▶ [Texto de origem]:
----------

O regime do Presidente venezuelano Nicolás Maduro está a impedir a entrada de milhões de euros “canalizáveis” para reduzir a crise humanitária da Venezuela, acusou esta terça-feira o ministro português dos Negócios Estrangeiros durante uma audiência parlamentar.

“Há milhões de euros colocados à disposição da Venezuela pela União Europeia, milhões de euros canalizáveis em ajuda humanitária sem nenhuma espécie de contaminação política”, disse o ministro Augusto Santos Silva, chefe da diplomacia e número dois do Governo do primeiro-ministro, António Costa.

O ministro refere-se à “ajuda humanitária organizada apenas por instituições humanitárias como a Cruz Vermelha, a Igreja Católica, a Cáritas e as Nações Unidas”. Essa ajuda não chega à Venezuela “porque as operações são impedidas pelas autoridades de facto que controlam o aparelho de segurança da Venezuela, as autoridades ligadas ao senhor Nicolás Maduro”, disse o ministro. “Isso tem agravado a situação humanitária no país e tem impedido que seja mitigada ou contrariada.”

A pedido do PSD, Santos Silva respondeu a uma hora e meia de perguntas da Comissão de Negócios Estrangeiros da Assembleia da República, durante a qual voltou a dizer que “o tempo do regime [de Maduro] já passou”. “Nenhum regime sem apoio social e sem legitimidade social mínima consegue sobreviver”, disse o ministro. “Pode demorar tempo [a cair]. Quanto mais tempo demorar, maior será o sofrimento.”

Portugal “tem pressionado o regime de Maduro a reconhecer que, à gravíssima crise económica e social que a Venezuela vive, se acrescenta uma dimensão humanitária não menos preocupante”, disse o ministro. Essa dimensão é visível no “êxodo de venezuelanos”, pessoas que, “técnica e juridicamente, devemos chamar ‘refugiados’”. As pessoas saem da Venezuela “contra a sua vontade” porque pensam, “com razões fundadas”, que a sua vida corre perigo. “Corre perigo por questões de insegurança e sobretudo por questões de privação material extrema: na Venezuela, há hoje características típicas de colapso do Estado.” O “colapso do Estado” é visível em três frentes: abastecimento (alimentos), funcionamento de serviços públicos mínimos (atendimento hospitalar) e provisão de bens essenciais (medicamentos). “Esta dimensão humanitária deve ser reconhecida. Infelizmente, o regime de Nicolás Maduro tem sido intransigente na negação desse reconhecimento.”

----------

▶ [Material de estudo]:
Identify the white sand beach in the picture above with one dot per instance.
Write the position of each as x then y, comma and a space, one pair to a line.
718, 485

----------

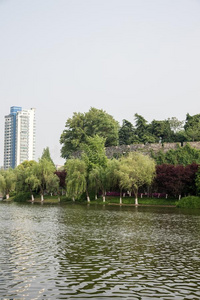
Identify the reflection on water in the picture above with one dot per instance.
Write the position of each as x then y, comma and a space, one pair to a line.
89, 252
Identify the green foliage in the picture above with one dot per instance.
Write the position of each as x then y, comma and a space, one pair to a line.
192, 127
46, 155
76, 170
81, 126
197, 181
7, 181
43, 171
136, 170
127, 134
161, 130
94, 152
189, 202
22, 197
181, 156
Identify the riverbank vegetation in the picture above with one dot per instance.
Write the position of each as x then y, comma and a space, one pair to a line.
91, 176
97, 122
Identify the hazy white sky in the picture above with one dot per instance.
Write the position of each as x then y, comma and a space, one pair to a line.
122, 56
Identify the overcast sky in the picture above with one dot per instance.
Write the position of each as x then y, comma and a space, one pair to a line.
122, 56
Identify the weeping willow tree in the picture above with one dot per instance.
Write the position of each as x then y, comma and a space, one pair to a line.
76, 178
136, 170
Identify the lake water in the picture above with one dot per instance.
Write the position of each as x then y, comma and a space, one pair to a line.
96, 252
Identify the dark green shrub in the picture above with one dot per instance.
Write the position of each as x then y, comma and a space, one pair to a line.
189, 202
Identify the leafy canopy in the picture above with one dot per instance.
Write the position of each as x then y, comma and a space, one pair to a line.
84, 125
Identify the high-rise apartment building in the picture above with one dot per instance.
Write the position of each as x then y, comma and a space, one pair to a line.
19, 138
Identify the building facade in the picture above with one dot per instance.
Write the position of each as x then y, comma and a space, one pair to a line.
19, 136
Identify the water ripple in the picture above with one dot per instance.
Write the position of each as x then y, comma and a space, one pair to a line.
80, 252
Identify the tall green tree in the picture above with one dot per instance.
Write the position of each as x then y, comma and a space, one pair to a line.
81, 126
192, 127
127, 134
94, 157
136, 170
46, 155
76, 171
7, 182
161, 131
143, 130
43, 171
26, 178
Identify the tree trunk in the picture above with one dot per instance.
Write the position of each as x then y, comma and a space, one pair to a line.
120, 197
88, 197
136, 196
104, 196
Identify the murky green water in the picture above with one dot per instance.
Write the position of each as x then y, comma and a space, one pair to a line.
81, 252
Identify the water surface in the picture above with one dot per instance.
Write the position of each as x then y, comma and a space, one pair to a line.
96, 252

----------

▶ [Tarefa A]:
Responda a estas perguntas com base no texto sobre a Venezuela:
(i) Que instituições humanitárias o ministro nomeia como organizadoras da ajuda?
(ii) Durante quanto tempo Santos Silva respondeu a perguntas da Comissão de Negócios Estrangeiros?
(iii) Em que três frentes é visível o "colapso do Estado"?
▶ [Tarefa B]: No texto sobre a Venezuela, reescreva o trecho que vai de "O regime do" até "uma audiência parlamentar.", substituindo "terça-feira" por "segunda-feira".
▶ [Tarefa C]: Reescreva em forma de lista o parágrafo do texto sobre a Venezuela que começa por "Portugal “tem pressionado o regime de Maduro", mantendo os factos principais.

▶ [Resposta A]:
(i) A Cruz Vermelha, a Igreja Católica, a Cáritas e as Nações Unidas.
(ii) Durante uma hora e meia.
(iii) No abastecimento (alimentos), no funcionamento de serviços públicos mínimos (atendimento hospitalar) e na provisão de bens essenciais (medicamentos).

▶ [Resposta B]:
O regime do Presidente venezuelano Nicolás Maduro está a impedir a entrada de milhões de euros “canalizáveis” para reduzir a crise humanitária da Venezuela, acusou esta segunda-feira o ministro português dos Negócios Estrangeiros durante uma audiência parlamentar.

▶ [Resposta C]:
- Portugal tem pressionado o regime de Maduro a reconhecer que, além da gravíssima crise económica e social, a Venezuela vive uma dimensão humanitária não menos preocupante.
- Essa dimensão é visível no êxodo de venezuelanos, que técnica e juridicamente devem ser chamados refugiados.
- Estas pessoas saem do país contra a sua vontade porque pensam, com razões fundadas, que a sua vida corre perigo, por insegurança e sobretudo por privação material extrema.
- Segundo o ministro, há hoje na Venezuela características típicas de colapso do Estado, visível no abastecimento (alimentos), no funcionamento de serviços públicos mínimos (atendimento hospitalar) e na provisão de bens essenciais (medicamentos).
- O ministro afirma que esta dimensão humanitária deve ser reconhecida, mas o regime de Nicolás Maduro tem sido intransigente na negação desse reconhecimento.